## Text section
----------
2020-07-24 Thread Segher Boessenkool
Hi!

[ Btw, the mailing list archive will not show your attachments (just lets
me download them); naming the files *.txt probably works, but you can
also use a sane mime type (like, text/plain) ].

On Wed, Jul 22, 2020 at 12:09:08PM +0200, Andrea Corallo wrote:
> this second patch implements the AArch64 specific back-end pass
> 'branch-dilution' controllable by the followings command line options:
> 
> -mbranch-dilution
> 
> --param=aarch64-branch-dilution-granularity={num}
> 
> --param=aarch64-branch-dilution-max-branches={num}

That sounds like something that would be useful generically, even?
Targets that do not want to use it can just skip it (that probably should
be the default then), via setting the granularity to 0 for example.

> Observed performance improvements on Neoverse N1 SPEC CPU 2006 where
> up to ~+3% (xalancbmk) and ~+1.5% (sjeng).  Average code size increase
> for all the testsuite proved to be ~0.4%.

Can you share a geomean improvement as well?  Also something like 0.4%
is sounds like, or is it more?

> - Unconditional branches must be the end of a basic block, and nops
>   cannot be outside of a basic block.  Thus the need for FILLER_INSN,
>   which allows placement outside of a basic block

But the new rtx class is recognised in just one location, so it could
recognise it on any other characteristic easily.
----------
## Dataset extract

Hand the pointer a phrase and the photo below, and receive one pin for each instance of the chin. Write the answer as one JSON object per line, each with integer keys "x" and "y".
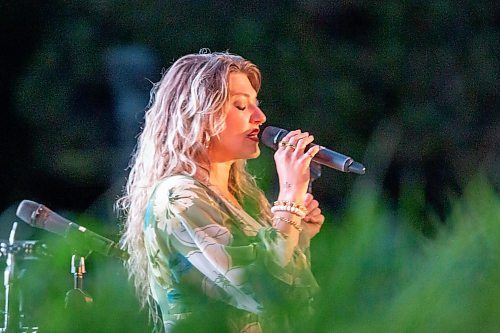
----------
## Written request 1
Can you set down the branch-dilution patch thread from "That sounds like" to "0 for example.", word for word?
## Written request 2
Can you resume the branch-dilution patch thread right after its final sentence?

## Exercise answer 1
That sounds like something that would be useful generically, even?
Targets that do not want to use it can just skip it (that probably should
be the default then), via setting the granularity to 0 for example.

## Exercise answer 2
> --- /dev/null
> +++ b/gcc/testsuite/gcc.target/aarch64/branch-dilution-off.c
> @@ -0,0 +1,57 @@
> +/* { dg-do compile } */
> +/* { dg-options "-O1 -mcpu=cortex-a72 --param case-values-threshold=50" } */
> +/* { dg-final { scan-assembler-not  "\\s*b.*\n\\snop\n" } } */

You can write this simpler as

/* { dg-final { scan-assembler-not {\s*b.*\n\snop\n} } } */

which shows a problem in this more clearly: . will match newlines as
well.  Also, starting a RE with (anything)* does nothing, "anything" is
allowed to match 0 times after all.  You probably meant the "b" should
start a mnemonic?

/* { dg-final { scan-assembler-not {(?n)\mb.*\n\snop\n} } } */

(\m is a zero-width start-of-word match, like \< in grep; (?n) means .
does not match newlines (if you know Perl, it turns /m on and /s off --
the opposite of the defaults for Tcl).

(or you could do [^\n]* or even just \S* , no (?n) needed then).


Segher


Re: [PATCH 2/2] Aarch64: Add branch diluter pass

2020-07-24 Thread Andrea Corallo
Segher Boessenkool  writes:

> Hi!
>
> On Fri, Jul 24, 2020 at 09:01:33AM +0200, Andrea Corallo wrote:
>> Segher Boessenkool  writes:
>> >> Correct, it's a sliding window only because the real load address is not
>> >> known to the compiler and the algorithm is conservative.  I believe we
>> >> could use ASM_OUTPUT_ALIGN_WITH_NOP if we align each function to (al
>> >> least) the granule size, then we should be able to insert 'nop aligned
>> >> labels' precisely.
>> >
>> > Yeah, we have similar issues on Power...  Our "granule" (fetch group
>> > size, in our terminology) is 32 typically, but we align functions to
>> > just 16.  This is causing some problems, but aligning to bigger
>> > boundaries isn't a very happy alternative either.  WIP...
>> 
>> Interesting, I was expecting other CPUs to have a similar mechanism.
>
> On old cpus (like the 970) there were at most two branch predictions per
> cycle.  Nowadays, all branches are predicted; not sure when this changed,
> it is pretty long ago already.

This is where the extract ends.